Gezeigter Abschnitt =
----
Dabei legen wir Wert darauf, beim Thema der transgenerationalen Trauma-Folgen vorschnelle Relativierungen zu vermeiden. Vor allem möchten wir die Betroffenen und ihr Erleben und Leiden wirklich ernst nehmen. Psychohistorische Forschung sollte unseres Erachtens Empathie beinhalten, auf der Seite der Opfer stehen und sich nicht über sie erheben.

Die Tagung wird daher sowohl wissenschaftliche als auch unmittelbar erfahrungsbezogene und autobiografische Beiträge in einem gemeinsamen Rahmen zusammenbringen. Sie wendet sich an eine breite Öffentlichkeit. Es sollen sich ergänzende Sichtweisen aus verschiedenen Fachdisziplinen vorgestellt und diskutiert werden.
----
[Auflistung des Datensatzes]

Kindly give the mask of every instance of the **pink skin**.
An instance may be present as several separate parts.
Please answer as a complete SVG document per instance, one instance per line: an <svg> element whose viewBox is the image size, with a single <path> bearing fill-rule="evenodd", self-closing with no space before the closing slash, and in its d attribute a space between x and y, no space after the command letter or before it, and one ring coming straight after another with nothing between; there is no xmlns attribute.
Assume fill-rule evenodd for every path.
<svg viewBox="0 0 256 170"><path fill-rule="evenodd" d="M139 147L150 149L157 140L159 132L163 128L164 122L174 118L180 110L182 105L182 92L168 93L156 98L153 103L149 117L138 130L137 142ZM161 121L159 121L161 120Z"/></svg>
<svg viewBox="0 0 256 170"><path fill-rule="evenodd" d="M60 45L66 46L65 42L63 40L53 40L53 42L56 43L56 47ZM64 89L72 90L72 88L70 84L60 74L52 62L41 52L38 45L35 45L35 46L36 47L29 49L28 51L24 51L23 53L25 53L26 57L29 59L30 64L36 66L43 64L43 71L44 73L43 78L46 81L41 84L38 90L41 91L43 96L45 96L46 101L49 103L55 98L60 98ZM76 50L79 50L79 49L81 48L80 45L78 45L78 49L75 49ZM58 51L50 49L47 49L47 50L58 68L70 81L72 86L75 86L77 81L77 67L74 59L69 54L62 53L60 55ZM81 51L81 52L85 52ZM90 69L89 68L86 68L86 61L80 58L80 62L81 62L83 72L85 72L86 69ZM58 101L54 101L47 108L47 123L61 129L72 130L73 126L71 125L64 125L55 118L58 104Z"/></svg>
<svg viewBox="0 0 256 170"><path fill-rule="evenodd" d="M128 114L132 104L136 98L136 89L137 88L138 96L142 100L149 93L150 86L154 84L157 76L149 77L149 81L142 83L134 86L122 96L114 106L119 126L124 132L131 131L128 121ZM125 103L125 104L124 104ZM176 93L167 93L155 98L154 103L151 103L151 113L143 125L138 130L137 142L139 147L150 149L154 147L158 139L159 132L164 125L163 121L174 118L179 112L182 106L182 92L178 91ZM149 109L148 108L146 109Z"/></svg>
----
Aufgabe 1 = Schreiben Sie aus dem Text über die Tagung zu transgenerationalen Trauma-Folgen alles von „Dabei legen wir“ bis hinunter zu „und diskutiert werden.“ wortgetreu nieder.
Aufgabe 2 = Setzen Sie den Text über die Tagung zu transgenerationalen Trauma-Folgen im Anschluss an seinen letzten Satz fort.

Erwartete Ausgabe 1 =
Dabei legen wir Wert darauf, beim Thema der transgenerationalen Trauma-Folgen vorschnelle Relativierungen zu vermeiden. Vor allem möchten wir die Betroffenen und ihr Erleben und Leiden wirklich ernst nehmen. Psychohistorische Forschung sollte unseres Erachtens Empathie beinhalten, auf der Seite der Opfer stehen und sich nicht über sie erheben.

Die Tagung wird daher sowohl wissenschaftliche als auch unmittelbar erfahrungsbezogene und autobiografische Beiträge in einem gemeinsamen Rahmen zusammenbringen. Sie wendet sich an eine breite Öffentlichkeit. Es sollen sich ergänzende Sichtweisen aus verschiedenen Fachdisziplinen vorgestellt und diskutiert werden.

Erwartete Ausgabe 2 =
Vorträge

Es wird dazu aufgerufen, Themen für Vorträge zu den oben genannten Tagungsschwerpunkten einzureichen. Als Dauer sind in der Regel 30 Min. Vortrag + 15 Min. Diskussionszeit vorgesehen. Bitte senden Sie zusätzlich zum Titel Ihres geplanten Vortrags auch einen Abstract und eine persönliche Kurzbiografie (je 3-5 Sätze) ein.

Einreichung bitte elektronisch oder postalisch an:

Heike Knoch und Winfried Kurth, Herzberger Landstr. 85, 37085 Göttingen

wk@informatik.uni-goettingen.de

Frist für die Einreichung: 1. November 2017.

Es wird die Möglichkeit bestehen, die Beiträge anschließend im "Jahrbuch für psychohistorische Forschung" (Mattes Verlag, Heidelberg) zu publizieren.

Eine Anerkennung der Tagung als Fortbildungsveranstaltung wird beantragt.

 

Programm

Das Tagungsprogramm wird Anfang Dezember 2017 bekanntgegeben.

 

Tagungsgebühr

bei früher Anmeldung (bis 28. 2. 2018): 60,- Euro (GPPP-Mitglieder 50,- ,  ermäßigt* 25,-)

späte Anm. und Tageskasse: 70,- Euro (Mitglieder 60,- ,  ermäßigt* 30,-)

Halbtagsgebühr: 20,- Euro (ermäßigt* 10,-)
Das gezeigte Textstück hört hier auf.